═════ DATASET EXCERPTS ═════

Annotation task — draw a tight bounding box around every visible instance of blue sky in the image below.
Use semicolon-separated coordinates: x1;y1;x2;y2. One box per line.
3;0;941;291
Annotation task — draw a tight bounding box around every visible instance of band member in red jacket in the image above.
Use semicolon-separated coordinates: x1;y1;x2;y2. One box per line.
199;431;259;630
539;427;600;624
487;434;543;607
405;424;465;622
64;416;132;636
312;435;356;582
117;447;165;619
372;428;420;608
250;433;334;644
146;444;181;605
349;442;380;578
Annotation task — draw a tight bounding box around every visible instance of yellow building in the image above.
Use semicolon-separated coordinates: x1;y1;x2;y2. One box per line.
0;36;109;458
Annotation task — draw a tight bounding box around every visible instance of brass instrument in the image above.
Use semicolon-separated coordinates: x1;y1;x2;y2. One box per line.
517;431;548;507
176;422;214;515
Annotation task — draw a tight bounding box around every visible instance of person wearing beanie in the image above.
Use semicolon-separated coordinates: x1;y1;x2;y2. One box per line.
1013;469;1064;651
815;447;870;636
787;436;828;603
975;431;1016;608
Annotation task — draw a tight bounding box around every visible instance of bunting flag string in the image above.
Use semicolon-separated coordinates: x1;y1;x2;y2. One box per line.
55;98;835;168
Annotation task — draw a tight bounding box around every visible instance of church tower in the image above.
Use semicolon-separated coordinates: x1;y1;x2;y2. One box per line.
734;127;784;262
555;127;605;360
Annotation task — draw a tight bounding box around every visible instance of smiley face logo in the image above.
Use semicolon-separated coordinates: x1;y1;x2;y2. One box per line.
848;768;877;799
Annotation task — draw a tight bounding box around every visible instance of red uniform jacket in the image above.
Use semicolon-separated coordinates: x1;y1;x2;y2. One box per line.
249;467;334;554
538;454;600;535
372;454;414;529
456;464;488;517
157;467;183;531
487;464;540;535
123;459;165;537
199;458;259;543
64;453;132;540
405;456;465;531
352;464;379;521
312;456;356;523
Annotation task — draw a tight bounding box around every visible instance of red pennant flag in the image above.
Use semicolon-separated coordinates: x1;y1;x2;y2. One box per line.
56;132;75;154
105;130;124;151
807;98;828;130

═════

> DO THIS
Put the records above into a two-column CSV with the columns task and response, one row per record. Quote each field and replace line breaks with spaces.

> OUTPUT OF THE EXERCISE
task,response
"Annotation task — draw a tight bounding box around every visible instance of blue sky in the image below. Use semicolon-separated coordinates: x1;y1;x2;y2. One box per line.","3;0;941;291"
"Annotation task — draw a tight bounding box around every visible instance of band member in red jacket in the image above. Use semicolon-separated coordinates: x1;y1;x2;y2. One box per line.","199;431;259;630 539;427;600;624 487;434;543;607 405;424;465;622 64;416;132;636 312;435;356;582 117;447;165;619 372;428;420;608 250;433;334;644 146;444;181;605 349;442;380;578"
"Annotation task — draw a tight bounding box around every visible instance of yellow building in the image above. Use semicolon-separated coordinates: x1;y1;x2;y2. One box per line.","0;36;109;458"
"Annotation task — draw a tight bounding box around every visible instance of brass instrument in the image above. Use semicolon-separated coordinates: x1;y1;x2;y2. One box per line.","517;431;548;507 176;422;214;515"
"Annotation task — draw a tight bounding box around every visible instance of person wearing beanie in the image above. Use semicolon-separated coordinates: x1;y1;x2;y2. One box per line.","1013;469;1064;651 815;447;870;636 787;436;828;603 975;431;1016;608"
"Annotation task — draw a tight bounding box around every visible instance of bunting flag string in the image above. Use semicolon-separated coordinates: x1;y1;x2;y2. One box per line.","55;98;835;168"
"Annotation task — draw a tight bounding box around every visible instance of church tower in the image above. Use semicolon-separated coordinates: x1;y1;x2;y2. One box per line.","734;127;784;262 555;127;605;360"
"Annotation task — draw a tight bounding box around every visible instance of smiley face logo in the image above. Use semicolon-separated coordinates: x1;y1;x2;y2. One box per line.","848;768;877;799"
"Annotation task — draw a tight bounding box around every visible instance of red uniform jacket in the image above. Use semicolon-separated coordinates: x1;y1;x2;y2. One box per line.","249;467;334;554 538;454;600;535 372;454;414;529 456;464;488;517 157;467;183;531 487;464;540;535 123;459;165;537 199;458;259;543 64;453;132;540 405;456;465;531 352;464;379;521 312;456;356;523"
"Annotation task — draw a tight bounding box around every visible instance of red pennant flag in the image above. Use semicolon-separated coordinates: x1;y1;x2;y2. One box per line.","56;132;75;154 105;130;124;151 807;98;828;130"